* Begin Dataset records *

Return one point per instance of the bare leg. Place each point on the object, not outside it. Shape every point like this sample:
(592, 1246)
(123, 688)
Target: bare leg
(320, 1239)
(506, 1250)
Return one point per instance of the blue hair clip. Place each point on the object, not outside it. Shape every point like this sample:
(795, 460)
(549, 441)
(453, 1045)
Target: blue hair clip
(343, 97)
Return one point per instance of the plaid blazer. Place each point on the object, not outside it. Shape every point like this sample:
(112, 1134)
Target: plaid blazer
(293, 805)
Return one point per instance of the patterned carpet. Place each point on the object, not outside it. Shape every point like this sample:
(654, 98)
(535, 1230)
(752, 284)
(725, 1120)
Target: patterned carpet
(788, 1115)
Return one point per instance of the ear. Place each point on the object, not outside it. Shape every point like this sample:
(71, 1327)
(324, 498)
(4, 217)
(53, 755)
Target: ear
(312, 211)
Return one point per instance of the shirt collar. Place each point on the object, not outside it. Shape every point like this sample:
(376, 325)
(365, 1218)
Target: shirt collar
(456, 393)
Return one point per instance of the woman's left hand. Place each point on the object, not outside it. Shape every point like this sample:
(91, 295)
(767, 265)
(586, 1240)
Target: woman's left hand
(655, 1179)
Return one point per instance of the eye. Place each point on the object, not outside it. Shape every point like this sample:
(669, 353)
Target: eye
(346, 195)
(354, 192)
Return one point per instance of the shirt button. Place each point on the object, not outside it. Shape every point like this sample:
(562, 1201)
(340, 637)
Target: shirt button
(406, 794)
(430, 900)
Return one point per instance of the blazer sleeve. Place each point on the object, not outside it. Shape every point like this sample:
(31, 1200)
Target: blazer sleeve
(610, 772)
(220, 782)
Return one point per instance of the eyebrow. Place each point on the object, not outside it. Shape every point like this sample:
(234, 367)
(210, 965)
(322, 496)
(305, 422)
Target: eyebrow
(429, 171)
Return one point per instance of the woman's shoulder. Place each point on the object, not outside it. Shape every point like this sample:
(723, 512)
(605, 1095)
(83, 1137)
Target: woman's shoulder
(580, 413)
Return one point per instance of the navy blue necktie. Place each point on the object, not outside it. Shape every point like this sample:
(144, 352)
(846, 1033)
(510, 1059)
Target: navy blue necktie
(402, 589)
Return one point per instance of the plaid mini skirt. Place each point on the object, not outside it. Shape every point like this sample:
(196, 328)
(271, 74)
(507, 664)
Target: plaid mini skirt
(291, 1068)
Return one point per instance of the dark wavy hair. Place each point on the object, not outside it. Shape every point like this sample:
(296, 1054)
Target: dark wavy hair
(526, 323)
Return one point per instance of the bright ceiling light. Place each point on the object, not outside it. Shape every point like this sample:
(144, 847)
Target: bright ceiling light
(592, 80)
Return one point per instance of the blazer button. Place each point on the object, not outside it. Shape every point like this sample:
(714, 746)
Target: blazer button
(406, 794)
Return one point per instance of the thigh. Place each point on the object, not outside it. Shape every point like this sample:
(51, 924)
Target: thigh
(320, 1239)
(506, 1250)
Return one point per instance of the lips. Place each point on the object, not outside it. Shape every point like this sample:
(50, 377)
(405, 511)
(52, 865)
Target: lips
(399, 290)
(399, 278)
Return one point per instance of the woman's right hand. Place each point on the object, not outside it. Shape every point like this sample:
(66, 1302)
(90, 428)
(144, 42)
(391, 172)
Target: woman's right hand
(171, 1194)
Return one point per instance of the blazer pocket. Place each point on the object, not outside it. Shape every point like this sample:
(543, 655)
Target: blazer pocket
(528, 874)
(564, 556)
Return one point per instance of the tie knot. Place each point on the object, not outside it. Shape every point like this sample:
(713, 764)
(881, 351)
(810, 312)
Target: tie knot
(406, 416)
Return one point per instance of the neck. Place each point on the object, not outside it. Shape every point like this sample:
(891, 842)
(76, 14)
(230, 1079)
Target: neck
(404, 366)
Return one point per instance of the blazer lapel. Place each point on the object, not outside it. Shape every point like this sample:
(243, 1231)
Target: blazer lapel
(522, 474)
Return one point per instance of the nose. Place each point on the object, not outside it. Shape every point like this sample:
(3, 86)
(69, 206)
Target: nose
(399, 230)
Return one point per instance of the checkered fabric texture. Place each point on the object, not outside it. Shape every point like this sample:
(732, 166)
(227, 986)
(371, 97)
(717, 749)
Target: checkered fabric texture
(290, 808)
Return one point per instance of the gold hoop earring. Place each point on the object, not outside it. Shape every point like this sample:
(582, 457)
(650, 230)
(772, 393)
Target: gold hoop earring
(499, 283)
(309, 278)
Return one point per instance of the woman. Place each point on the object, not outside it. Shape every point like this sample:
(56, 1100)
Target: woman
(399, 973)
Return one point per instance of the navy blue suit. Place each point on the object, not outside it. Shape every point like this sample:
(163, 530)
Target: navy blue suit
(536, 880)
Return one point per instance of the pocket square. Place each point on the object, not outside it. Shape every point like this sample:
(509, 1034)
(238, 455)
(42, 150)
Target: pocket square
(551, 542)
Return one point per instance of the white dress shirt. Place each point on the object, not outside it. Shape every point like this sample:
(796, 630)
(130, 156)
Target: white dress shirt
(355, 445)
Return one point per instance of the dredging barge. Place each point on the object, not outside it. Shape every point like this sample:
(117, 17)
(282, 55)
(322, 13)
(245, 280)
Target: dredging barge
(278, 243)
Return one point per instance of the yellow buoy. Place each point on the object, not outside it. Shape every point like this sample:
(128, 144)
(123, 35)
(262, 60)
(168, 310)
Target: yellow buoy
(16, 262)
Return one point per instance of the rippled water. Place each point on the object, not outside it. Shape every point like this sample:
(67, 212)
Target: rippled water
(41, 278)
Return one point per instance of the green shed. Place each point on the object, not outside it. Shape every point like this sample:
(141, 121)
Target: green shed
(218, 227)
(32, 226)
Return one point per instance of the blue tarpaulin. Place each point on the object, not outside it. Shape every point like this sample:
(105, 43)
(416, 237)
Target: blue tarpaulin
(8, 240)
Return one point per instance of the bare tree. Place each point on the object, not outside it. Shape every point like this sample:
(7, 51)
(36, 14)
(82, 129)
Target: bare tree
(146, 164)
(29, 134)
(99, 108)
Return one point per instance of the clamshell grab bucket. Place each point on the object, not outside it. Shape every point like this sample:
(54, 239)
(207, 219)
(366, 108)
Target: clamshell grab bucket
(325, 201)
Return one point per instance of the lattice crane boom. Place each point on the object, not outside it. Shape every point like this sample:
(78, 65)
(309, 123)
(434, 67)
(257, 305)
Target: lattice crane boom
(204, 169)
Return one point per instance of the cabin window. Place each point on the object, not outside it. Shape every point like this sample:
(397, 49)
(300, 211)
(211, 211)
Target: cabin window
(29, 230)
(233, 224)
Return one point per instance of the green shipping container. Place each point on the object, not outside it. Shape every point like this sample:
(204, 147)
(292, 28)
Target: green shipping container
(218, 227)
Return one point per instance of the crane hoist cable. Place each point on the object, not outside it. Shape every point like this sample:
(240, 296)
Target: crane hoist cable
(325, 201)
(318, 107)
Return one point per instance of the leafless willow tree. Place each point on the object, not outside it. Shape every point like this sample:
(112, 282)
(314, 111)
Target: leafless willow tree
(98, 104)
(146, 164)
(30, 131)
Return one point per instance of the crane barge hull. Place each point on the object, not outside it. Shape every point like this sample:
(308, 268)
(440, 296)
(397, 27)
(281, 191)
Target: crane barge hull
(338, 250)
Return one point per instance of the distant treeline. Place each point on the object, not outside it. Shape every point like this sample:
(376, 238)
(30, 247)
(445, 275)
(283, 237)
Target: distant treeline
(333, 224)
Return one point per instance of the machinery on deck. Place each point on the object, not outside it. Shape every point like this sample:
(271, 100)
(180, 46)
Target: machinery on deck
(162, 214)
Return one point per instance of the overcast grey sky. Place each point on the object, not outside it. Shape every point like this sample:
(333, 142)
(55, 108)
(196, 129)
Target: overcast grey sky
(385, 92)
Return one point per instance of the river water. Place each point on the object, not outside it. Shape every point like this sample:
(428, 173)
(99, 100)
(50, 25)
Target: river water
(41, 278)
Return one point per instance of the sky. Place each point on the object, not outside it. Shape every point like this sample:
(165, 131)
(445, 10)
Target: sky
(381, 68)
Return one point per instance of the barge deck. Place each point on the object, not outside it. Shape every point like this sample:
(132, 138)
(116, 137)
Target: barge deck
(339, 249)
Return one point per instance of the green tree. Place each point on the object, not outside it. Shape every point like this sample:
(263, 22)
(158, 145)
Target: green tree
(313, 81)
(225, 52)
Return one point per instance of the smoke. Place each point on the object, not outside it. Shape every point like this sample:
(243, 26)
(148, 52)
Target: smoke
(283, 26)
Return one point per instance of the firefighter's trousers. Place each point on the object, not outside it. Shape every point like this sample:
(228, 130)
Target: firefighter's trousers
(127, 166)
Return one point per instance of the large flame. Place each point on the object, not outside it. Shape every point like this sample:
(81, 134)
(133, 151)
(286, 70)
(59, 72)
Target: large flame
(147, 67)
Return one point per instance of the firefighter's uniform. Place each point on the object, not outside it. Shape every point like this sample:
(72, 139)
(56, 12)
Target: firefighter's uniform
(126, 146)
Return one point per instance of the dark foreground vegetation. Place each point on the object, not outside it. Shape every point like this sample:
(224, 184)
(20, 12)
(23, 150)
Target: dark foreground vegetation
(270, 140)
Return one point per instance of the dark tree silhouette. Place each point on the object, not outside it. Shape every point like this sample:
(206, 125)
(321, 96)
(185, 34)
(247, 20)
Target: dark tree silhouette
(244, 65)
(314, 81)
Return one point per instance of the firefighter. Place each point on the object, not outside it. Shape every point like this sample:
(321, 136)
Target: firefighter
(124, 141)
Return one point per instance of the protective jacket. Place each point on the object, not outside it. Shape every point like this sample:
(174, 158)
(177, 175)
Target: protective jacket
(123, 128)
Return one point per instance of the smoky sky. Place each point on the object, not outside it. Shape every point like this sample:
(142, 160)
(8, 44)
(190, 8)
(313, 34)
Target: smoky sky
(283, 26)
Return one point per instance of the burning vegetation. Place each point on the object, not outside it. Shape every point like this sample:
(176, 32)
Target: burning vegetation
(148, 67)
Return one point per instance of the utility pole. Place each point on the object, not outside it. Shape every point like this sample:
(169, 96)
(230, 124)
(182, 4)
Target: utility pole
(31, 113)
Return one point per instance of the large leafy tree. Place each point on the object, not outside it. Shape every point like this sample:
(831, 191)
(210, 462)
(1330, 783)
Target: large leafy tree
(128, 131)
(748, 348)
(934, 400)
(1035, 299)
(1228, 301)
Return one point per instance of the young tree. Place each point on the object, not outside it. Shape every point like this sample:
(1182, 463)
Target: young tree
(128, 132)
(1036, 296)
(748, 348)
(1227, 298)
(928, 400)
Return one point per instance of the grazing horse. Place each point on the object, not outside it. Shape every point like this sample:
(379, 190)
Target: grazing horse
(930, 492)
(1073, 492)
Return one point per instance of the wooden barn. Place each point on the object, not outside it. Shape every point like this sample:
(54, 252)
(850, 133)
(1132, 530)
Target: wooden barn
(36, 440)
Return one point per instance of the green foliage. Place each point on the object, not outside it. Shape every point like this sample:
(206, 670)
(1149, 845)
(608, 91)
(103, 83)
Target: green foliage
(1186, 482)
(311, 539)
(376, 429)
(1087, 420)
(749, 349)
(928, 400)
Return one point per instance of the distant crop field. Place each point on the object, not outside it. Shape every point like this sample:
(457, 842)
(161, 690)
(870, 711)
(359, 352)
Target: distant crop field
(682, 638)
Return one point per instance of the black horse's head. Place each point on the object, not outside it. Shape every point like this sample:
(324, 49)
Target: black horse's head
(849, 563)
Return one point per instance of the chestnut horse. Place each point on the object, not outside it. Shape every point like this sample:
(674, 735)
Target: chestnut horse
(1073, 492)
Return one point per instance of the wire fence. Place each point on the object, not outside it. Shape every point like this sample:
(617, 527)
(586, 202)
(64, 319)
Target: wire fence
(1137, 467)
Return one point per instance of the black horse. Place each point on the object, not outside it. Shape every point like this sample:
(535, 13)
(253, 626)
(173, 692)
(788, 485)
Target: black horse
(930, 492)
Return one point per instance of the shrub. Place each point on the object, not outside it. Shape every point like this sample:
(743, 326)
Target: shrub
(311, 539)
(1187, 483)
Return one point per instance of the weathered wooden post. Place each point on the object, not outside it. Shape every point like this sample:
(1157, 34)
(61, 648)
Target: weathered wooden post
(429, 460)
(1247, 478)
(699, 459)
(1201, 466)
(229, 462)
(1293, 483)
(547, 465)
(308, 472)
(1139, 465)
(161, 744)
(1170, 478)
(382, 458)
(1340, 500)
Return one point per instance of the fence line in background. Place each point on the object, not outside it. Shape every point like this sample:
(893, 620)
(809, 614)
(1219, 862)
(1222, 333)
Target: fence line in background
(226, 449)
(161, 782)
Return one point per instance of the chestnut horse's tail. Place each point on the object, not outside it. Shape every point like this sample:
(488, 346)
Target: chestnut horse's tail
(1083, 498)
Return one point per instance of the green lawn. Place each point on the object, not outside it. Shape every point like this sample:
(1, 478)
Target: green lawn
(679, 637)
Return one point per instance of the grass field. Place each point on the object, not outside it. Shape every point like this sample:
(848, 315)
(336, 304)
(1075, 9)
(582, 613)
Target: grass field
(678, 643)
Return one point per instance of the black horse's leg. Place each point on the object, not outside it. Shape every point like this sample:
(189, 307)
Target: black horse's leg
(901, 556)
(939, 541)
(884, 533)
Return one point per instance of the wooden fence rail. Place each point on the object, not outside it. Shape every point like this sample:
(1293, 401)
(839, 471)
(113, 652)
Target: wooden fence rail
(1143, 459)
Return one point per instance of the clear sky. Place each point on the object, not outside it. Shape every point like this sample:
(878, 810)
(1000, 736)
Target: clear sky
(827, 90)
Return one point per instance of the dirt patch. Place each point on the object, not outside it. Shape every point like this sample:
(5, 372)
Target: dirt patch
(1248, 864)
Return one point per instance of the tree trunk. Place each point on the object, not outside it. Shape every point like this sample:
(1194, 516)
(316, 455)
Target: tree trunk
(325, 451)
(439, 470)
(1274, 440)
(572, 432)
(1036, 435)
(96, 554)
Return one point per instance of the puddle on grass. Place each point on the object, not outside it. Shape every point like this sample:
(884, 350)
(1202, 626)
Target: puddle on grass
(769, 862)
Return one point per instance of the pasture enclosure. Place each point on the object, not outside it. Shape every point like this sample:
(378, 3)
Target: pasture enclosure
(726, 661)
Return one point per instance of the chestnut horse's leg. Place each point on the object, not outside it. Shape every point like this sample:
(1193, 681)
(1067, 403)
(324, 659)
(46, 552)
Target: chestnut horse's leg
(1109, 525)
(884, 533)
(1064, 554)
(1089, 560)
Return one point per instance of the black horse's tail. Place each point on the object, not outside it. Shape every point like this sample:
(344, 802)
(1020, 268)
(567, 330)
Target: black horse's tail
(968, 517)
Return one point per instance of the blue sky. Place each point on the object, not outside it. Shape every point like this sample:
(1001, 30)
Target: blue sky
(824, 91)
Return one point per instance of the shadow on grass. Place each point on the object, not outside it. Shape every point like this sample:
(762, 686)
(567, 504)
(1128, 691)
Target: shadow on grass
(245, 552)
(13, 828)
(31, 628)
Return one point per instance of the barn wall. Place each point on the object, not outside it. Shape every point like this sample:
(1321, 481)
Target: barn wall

* End Dataset records *

Given problem
Copy the material from its first line through the line containing "(788, 1115)", switching "plaid blazer" to "tweed blazer" and leaving everything else as it stands.

Reply
Return one point per instance of the bare leg. Place each point on the object, not outside it. Shape every point like this sample:
(592, 1246)
(123, 688)
Target: bare leg
(320, 1239)
(506, 1250)
Return one point per instance of the blue hair clip. Place each point on the object, not outside it. Shape every point like this sample:
(795, 460)
(549, 441)
(453, 1045)
Target: blue hair clip
(343, 97)
Return one point per instance of the tweed blazer. Place each point on the object, not outside it. Shape every point like this sample:
(112, 1134)
Target: tweed blazer
(293, 805)
Return one point per instance of the patterned carpet. Place each point on the object, not outside it. Shape every point like this sample:
(654, 98)
(535, 1230)
(752, 284)
(725, 1120)
Target: patterned carpet
(788, 1115)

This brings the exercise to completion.